#### Tasks and exercises
A - Please transcribe the Havenlands lore text between "Rare are the" and "or clear diamonds.", inclusive.
B - Answer these questions from the Havenlands lore text:
(i) What do the Dwarves now guard jealously?
(ii) What is the glowing green gemstone in an Elf's chest commonly called?
(iii) What is the more common of the two species of Elves called?
C - Extend the Havenlands lore text beyond its last sentence.

Relations with Others

The Dwarves have cordial relations with their neighbours, often trading with them for items that are not available in their mountain homes. However, the days of Dwarves teaching humans forging techniques have long past, and they now guard their secrets jealously. Dwarves and Elves are often wary of each other since Dwarves are mostly of a fixed mindset whereas Elves tend to be more adaptable or changeable.

Dwarves seldom get along well with Goblins due to their tendency to infest abandoned Dwarfholds, although they enjoy the genial company of Halflings.

Elves

A strange and secretive race with a fey-touched air to them, the Elves are widely believed to have originated in the green lands of Emeraude. It has become common parlance in the Havenlands to describe those who perceive sprites, boggarts and the like as having Emeraude eyes. Wise in the ways of the wild, the Elves most often remain secreted in the most ancient of woodlands around the Havenlands, using magic and misdirection to prevent their hidden hollows and homes from being discovered. Wherever Elves dwell there is always the smell of flowers and summer.

Physiology

Although Elves appear superficially similar to the other races of the Havenlands, they are actually more like living plants. Elven skin is an extremely pliable form of bark resembling Silver Birch and their blood is a thick clear sap with a light foral aroma to it. Elves do not age and die naturally, but when an Elf is very old he may feel the pull of the great sleep upon him; once this happens the Elves conduct a great cermony and the subject falls into a peaceful sleep, gradually taking root in the ground and becoming a mighty tree.

In the chest of an Elf is a glowing green gemstone known colloquially as an Elfheart, this remains after their death and is reputed to be a great boon to any magics dealing with the natural world. Of course, attempting to harvest these gems is a surefire way to anger any Elves you encounter, making them an extremely dangerous ingredient for magical workings.

It is rumoured that the ancient Ents who guard the deepest forests of Havenlands were once Elves.

Winter Elves

There are actually two species of Elves in the Havenlands, both are extremely rare, but the most common are known as Summer Elves, they embody the seasons of Summer and Spring, caring for the natural world and seeking to preserve it.

Rare are the Winter Elves who embody the dark times of winter when nature seeks to conserve it’s resources and survive the coming cold. Winter Elves have night black shine and hair as white as snow, often living underground they are selfish and cruel. The Elfhearts of Winter Elves resemble black onyx or clear diamonds.

Location

Elves are most often found in hidden communities within the deepest forests of the Havenlands, protected by magic and illusions. However, some of the younger Elves have grown curious about the world outside their leafy borders and have ventured further afield, interacting with the younger races.

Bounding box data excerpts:
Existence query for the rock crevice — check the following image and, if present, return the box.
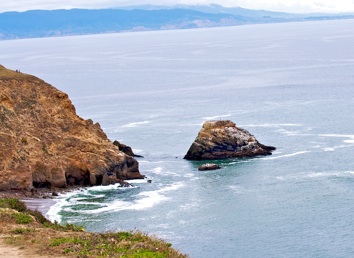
[0,66,143,190]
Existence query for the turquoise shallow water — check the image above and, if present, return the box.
[0,20,354,257]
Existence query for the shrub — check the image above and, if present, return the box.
[0,198,27,212]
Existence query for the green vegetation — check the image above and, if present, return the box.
[0,198,187,258]
[12,213,33,224]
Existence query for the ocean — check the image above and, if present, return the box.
[0,20,354,258]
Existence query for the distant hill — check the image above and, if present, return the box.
[0,5,354,40]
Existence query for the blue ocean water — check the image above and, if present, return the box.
[0,20,354,257]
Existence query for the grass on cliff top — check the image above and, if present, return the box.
[0,198,187,258]
[0,65,42,81]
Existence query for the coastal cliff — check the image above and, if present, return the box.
[0,65,143,190]
[184,120,275,160]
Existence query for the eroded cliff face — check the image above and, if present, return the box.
[184,120,275,160]
[0,66,143,190]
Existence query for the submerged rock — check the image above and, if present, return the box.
[198,163,221,171]
[0,66,144,190]
[184,120,275,160]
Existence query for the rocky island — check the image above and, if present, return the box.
[184,120,275,160]
[0,66,143,191]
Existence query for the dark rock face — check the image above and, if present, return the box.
[113,141,143,158]
[198,163,221,171]
[0,65,144,191]
[184,120,275,160]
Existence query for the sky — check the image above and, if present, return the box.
[0,0,354,13]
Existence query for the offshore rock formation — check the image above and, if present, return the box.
[0,66,143,190]
[184,120,275,160]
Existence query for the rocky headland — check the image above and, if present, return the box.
[0,66,143,191]
[184,120,275,160]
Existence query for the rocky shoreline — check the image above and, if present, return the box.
[0,65,144,196]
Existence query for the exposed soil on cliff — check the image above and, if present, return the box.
[0,65,143,194]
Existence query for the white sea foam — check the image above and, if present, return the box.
[45,191,77,223]
[122,121,150,128]
[203,114,231,120]
[66,183,184,214]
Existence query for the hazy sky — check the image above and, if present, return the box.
[0,0,354,13]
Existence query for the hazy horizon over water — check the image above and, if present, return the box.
[0,20,354,257]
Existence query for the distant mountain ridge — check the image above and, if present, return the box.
[0,5,354,40]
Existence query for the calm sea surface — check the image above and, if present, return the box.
[0,20,354,258]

#### Responses per task
A -
Rare are the Winter Elves who embody the dark times of winter when nature seeks to conserve it’s resources and survive the coming cold. Winter Elves have night black shine and hair as white as snow, often living underground they are selfish and cruel. The Elfhearts of Winter Elves resemble black onyx or clear diamonds.

B -
(i) Their secrets
(ii) An Elfheart
(iii) Summer Elves

C -
Culture

Found mostly in the forested regions of the Oldenwale (or Fada Siar in their own tongue), the Elves are organised into Clans delineated by shared family bloodlines and heritage. Elven Clans are rules by the eldest and wisest of their number, although their leaders recognise that their society benefits from allowing younger members of the race venturing into the wider world and bringing new knowledge to their Clan when they return home and settle down after a couple of hundred years or so.

Relations with Others

Although the Elves technically owe no allegiance to Lady Owain–ruler of Oldenwale–they generally maintain a cautious peace with the people of the Oldenwale (although this has not alway been the case). Most of the Oldenwale Clans know to give the most ancient woodlands a wide berth and this satisfies the Elves who have no wish to claim other areas, although occasionally their are skirmishes when Clans attempt to log areas sacred to the Elves.

Halflings & Goblins

There are various races of Small or Weefolk (derogatory) scattered around the Havenlands, no-one is quite sure where they came from or if they have any relationship to each other, but it is clear from ancient Goman writings that–when the Gomans arrived in the Havenlands–there were already various types of Smallfolk already living simple pastoral lives there. This has lead some to conclude that they are the original inhabitants of the Havenlands, although their impact on written history has been minor.

Physiology

There is little similarity in the appearance of the various Smallfolk, but they fall into two broad categories, Halflings (or Hobbits as they call themselves) and Goblins. Although the actual strict definition of the two categories is somewhat up for debate, in general if a Smallfolk is human-shaped and of human-like colouration they are Halflings, whereas if they have more bestial features and greenish or unusual skin colouration they are known as Goblins.

Location

Smallfolk can be found scattered all over the Havenlands, Halflings tend to live anywhere that humans are located, rubbing shoulders easily–and working alongside–their human neighbours, often bartering their talents at storyteller, brewing and making pipeweed to make a living. Goblins are more marginalised and tend to dwell on the outskirts of larger human societies, in the cracks of urban centres or in isolated wilderness.

Culture

Halflings prize comfort and stability above most things and therefore look to settle down in places that are well defended by larger folk, living simple lives, getting on with their neighbours and making whatever living they can, younger Halflings occasionally get an urge to go out and explore the world and have adventures. There is much frowning from their elders and betters when this occurs.

The various Goblin races do not have much in the way of culture and tend to only exist in small family groups.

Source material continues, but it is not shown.